• TEKST TER BEOORDELING:

De Petersbergtaken[1] (Engels: Petersberg tasks) zijn een aantal militaire en veiligheidsprioriteiten die zijn opgenomen in het Gemeenschappelijk veiligheids- en defensiebeleid (GVDB) van de Europese Unie.

Hotel Petersberg, waar in 1992 de Petersbergtaken werden bepaald.

De Petersbergtaken zijn de militaire taken van humanitaire, ontwapenende, vredeshandhavende en -makende aard die de West-Europese Unie (WEU) mocht en de Europese Unie (EU) mag uitvoeren. Ze werden op 19 juni 1992 gedefinieerd in de Verklaring van Petersberg, vernoemd naar Hotel Petersberg bij Bonn. Aldaar besloot de Raad van de WEU, bestaande uit de ministers van defensie en buitenlandse zaken van haar lidstaten dat zij hun troepen en middelen onder beheer van de WEU zouden plaatsen.[2] Door de gedeeltelijke fusie van de WEU met de EU werden deze taken onderdeel van het Gemeenschappelijk veiligheids- en defensiebeleid.

• OPDRACHTEN:
• a. Neem uit de tekst over de Petersbergtaken letterlijk het stuk over van "De Petersbergtaken[1] (Engels: Petersberg" tot en met "Petersbergtaken werden bepaald.".
• b. Op welke datum zijn de Petersbergtaken volgens de tekst over de Petersbergtaken gedefinieerd?

• Opgeslagen vermeldingen:
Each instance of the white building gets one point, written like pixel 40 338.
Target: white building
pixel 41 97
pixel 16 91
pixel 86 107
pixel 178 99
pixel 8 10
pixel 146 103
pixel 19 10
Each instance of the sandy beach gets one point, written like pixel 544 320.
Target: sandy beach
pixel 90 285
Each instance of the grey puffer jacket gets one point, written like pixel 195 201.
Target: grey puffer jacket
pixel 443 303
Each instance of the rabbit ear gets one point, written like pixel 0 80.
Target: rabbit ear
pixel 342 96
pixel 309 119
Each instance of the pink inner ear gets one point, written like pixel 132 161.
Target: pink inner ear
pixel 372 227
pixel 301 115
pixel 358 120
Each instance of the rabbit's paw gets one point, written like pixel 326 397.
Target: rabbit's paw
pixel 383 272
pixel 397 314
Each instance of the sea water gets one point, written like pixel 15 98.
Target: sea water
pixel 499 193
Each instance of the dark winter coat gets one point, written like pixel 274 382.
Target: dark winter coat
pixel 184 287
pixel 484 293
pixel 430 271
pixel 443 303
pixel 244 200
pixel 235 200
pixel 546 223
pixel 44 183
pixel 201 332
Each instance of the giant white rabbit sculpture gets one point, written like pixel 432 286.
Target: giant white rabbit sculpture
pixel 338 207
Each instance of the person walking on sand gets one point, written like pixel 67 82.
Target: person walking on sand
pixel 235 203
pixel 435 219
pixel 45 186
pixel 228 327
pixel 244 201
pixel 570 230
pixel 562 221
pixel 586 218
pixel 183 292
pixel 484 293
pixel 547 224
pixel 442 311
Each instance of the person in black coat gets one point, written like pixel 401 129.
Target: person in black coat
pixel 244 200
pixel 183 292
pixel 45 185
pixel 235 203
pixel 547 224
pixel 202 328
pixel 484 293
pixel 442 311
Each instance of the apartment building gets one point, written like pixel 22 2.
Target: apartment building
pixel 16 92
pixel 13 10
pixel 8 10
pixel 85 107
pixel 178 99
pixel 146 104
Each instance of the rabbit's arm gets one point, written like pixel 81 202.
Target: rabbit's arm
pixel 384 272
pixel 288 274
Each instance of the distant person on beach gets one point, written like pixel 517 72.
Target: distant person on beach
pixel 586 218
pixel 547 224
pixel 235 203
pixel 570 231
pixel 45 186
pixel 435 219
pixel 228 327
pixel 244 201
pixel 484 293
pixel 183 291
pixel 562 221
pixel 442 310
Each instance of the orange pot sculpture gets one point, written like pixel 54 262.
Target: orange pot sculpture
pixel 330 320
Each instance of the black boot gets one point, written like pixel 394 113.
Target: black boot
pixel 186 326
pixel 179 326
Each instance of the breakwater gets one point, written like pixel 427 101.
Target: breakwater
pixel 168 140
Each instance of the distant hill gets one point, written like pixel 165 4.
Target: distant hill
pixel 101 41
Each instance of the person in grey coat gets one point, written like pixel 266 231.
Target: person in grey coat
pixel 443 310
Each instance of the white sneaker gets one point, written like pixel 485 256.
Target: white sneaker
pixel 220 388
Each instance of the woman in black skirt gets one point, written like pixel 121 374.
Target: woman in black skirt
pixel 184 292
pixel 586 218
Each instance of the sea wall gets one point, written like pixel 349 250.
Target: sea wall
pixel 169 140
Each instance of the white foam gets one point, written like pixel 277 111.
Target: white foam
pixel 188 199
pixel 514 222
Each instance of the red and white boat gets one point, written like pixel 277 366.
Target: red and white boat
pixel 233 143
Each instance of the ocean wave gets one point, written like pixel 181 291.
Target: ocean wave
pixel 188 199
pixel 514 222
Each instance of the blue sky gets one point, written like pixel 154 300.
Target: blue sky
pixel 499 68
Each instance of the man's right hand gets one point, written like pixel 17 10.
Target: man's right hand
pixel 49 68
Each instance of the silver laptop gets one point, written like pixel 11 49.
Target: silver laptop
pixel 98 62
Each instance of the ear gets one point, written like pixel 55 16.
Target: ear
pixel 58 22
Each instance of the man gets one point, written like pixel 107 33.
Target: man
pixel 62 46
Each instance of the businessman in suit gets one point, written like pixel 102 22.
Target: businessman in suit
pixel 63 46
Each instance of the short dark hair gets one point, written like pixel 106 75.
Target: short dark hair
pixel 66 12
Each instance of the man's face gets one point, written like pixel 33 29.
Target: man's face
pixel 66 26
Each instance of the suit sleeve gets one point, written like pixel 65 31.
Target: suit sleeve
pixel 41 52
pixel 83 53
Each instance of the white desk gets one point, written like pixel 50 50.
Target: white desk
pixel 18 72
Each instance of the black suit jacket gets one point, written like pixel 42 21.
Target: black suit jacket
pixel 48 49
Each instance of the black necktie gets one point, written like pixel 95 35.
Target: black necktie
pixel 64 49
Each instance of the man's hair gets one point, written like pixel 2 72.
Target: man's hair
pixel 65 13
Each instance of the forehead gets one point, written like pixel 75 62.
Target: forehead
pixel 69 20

• ANTWOORDEN OP VOLGORDE:
• a.
De Petersbergtaken[1] (Engels: Petersberg tasks) zijn een aantal militaire en veiligheidsprioriteiten die zijn opgenomen in het Gemeenschappelijk veiligheids- en defensiebeleid (GVDB) van de Europese Unie.

Hotel Petersberg, waar in 1992 de Petersbergtaken werden bepaald.

• b. Op 19 juni 1992.